[[ Excerpted text, beginning ]]

Milk bread is one of my favorite types of bread. It’s uber soft and very lightly sweet, but not sweet enough to be considered a sweet or dessert bread. I happily make these milk bread buns to go with dinner. Milk bread sometimes is called Hokkaido or Shokupan, as it was developed in Japan.
The bread uses a technique called Tangzhong which makes a paste from water, milk and flour cooked briefly on the stove. This paste is added to the dough for two reasons: helps keep it extra soft, and helps the bread keep longer, as well as keeping it from drying out as quickly. I think milk bread is like little pieces of clouds or a bread version of cotton candy.
Honestly, I could probably eat these milk bread buns daily. This recipe makes the dough into buns, but you can very easily transform this into a loaf if you prefer (Japanese Milk Bread Loaf). I also created some dessert versions if you try these (or skip straight to) and want to have a sweeter version: Chocolate Malt Milk Buns or Milk Bread Chocolate Babka. One is a chocolate bun stuffed with chocolate and a chocolate glaze, and one is a standard milk bread swirled with dark chocolate filling.
Milk Bread Buns Key Ingredients
- Tangzhong – This paste or roux adds a lot of the wonderful texture to the bread. It both helps keep the bread soft longer, and adds additional softness when it’s first baked. It’s a very easy and quick step, taking five minutes or less.
- Milk – Obviously, milk bread uses milk. When you use milk in bread, the fat adds flavor and tenderness that water doesn’t quite have the same power as.
- Baker’s Dry Milk – Now, you might wonder why bread that is made from milk needs milk powder. Baker’s dry milk is milk that has been heated to a very high temperature, killing the enzymes that weaken gluten. This adds the fats without compromising the gluten and really does make the loaf a lot softer. This bread IS very soft without it, but it’s one ingredient I personally don’t skip.
Ingredients
Tangzhong
- 15 g Bread Flour ~2 tbsp
- 80 g Whole or 2% Milk ⅓ cup
Dough
- 315 g AP or Bread Flour 2¾ cups
- 25 g Granulated sugar 2 tbsp
- 2 tsp Instant yeast
- 2 tbsp Baker's Dry Milk
- 1 tsp Salt
- 1 large Egg room temperature
- 120 g Whole or 2% Milk ½ cup, warm
- 42 g Unsalted butter 3 tbsp, softened
Instructions
- Prepare the tangzhong. Mix together, 15g flour, and 80g of milk in a small saucepan. Put the saucepan over medium-low heat and whisk constantly. When the whisk starts to leave trails where you can see the bottom of the pan, it is done. Transfer to a small bowl and allow to cool.
- In the bowl of your stand mixer with your dough hook attached, add flour, baker's dry milk, yeast, salt, sugar, egg, milk, and tangzhong. Mix on low until a shaggy dough forms.
- Stop the mixer, cover the bowl for 10 minutes and allow the dough to rest.

[[ Excerpted text, end ]]

- _Task set_:
a) Retype the milk bread recipe from "- In the bowl" up to and including "shaggy dough forms.".
b) In the milk bread recipe, how long should the covered dough rest once the mixer is stopped?
c) Give what follows the last instruction shown in the milk bread recipe.

[[ Study material, beginning ]]

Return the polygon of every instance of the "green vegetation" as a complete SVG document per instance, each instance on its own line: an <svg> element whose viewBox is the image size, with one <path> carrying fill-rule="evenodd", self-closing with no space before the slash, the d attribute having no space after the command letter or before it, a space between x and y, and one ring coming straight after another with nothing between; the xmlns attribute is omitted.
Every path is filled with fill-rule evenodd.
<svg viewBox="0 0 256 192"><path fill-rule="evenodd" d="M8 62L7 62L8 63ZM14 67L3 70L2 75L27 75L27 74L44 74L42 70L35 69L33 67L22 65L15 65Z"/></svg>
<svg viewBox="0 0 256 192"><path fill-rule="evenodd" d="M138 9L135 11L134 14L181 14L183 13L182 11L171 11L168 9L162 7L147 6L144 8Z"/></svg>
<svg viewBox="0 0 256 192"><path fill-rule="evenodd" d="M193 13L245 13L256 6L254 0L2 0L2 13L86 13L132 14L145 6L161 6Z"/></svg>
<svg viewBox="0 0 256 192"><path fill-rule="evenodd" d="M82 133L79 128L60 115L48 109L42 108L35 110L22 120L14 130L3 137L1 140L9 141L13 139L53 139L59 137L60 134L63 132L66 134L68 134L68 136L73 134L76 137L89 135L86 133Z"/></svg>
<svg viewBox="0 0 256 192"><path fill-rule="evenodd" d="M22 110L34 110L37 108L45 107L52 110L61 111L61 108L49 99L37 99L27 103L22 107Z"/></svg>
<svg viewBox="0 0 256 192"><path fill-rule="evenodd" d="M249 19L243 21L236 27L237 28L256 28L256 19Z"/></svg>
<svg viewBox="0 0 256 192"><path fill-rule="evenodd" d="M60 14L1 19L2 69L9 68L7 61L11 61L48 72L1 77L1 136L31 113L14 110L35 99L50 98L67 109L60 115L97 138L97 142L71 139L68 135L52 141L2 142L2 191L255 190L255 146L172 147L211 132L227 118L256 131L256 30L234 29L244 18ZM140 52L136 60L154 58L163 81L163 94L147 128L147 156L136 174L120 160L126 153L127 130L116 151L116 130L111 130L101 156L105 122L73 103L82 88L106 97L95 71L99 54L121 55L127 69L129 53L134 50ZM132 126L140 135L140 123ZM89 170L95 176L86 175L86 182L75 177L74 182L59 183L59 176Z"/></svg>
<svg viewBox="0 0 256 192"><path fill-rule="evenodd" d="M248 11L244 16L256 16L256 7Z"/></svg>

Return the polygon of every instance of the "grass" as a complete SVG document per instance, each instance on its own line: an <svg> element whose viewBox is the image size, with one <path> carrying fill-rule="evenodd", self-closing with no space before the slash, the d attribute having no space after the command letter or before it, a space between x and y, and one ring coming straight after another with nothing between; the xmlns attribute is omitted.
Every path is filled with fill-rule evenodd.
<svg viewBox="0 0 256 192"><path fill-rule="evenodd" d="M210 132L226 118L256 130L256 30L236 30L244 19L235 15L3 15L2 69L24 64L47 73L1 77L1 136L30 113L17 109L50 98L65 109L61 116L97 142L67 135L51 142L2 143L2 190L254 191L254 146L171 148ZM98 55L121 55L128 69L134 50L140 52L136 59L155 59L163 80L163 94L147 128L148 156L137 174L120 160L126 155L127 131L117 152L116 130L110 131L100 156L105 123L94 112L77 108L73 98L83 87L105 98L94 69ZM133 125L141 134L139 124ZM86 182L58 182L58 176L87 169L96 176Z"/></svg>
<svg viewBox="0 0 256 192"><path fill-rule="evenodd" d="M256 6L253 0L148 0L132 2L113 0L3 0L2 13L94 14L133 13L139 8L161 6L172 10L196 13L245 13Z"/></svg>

[[ Study material, end ]]

- _Exercise results_:
a)
- In the bowl of your stand mixer with your dough hook attached, add flour, baker's dry milk, yeast, salt, sugar, egg, milk, and tangzhong. Mix on low until a shaggy dough forms.

b) 10 minutes.

c)
- After 10 minutes, one tbsp at a time, add softened butter. Let butter fully incorporate into the dough until adding the next. For me it generally takes about 5-7 minutes to add all the butter and for it to be mostly incorporated.
- Knead dough on low until dough is very smooth and no longer sticking to the sides. The dough will be tacky but also smooth and very elastic, passing the windowpane test. Kneading time beyond the butter stage is usually about 10-20 minutes.
- When dough is ready, place in a lightly greased bowl and cover. Allow dough to rise for 1-2 hours or until doubled in size. If your kitchen is cool, Find a warm spot like on a sunny window sill, or in the oven (the oven should be OFF) with the oven light on.
- Prepare a pan with parchment. Any metal 8-9" square or circular pan will work.
- Punch down the dough and remove it from bowl. Divide dough into anywhere from 8-12 pieces. I usually use a 9 inch square cake pan to bake the buns and 9 pieces.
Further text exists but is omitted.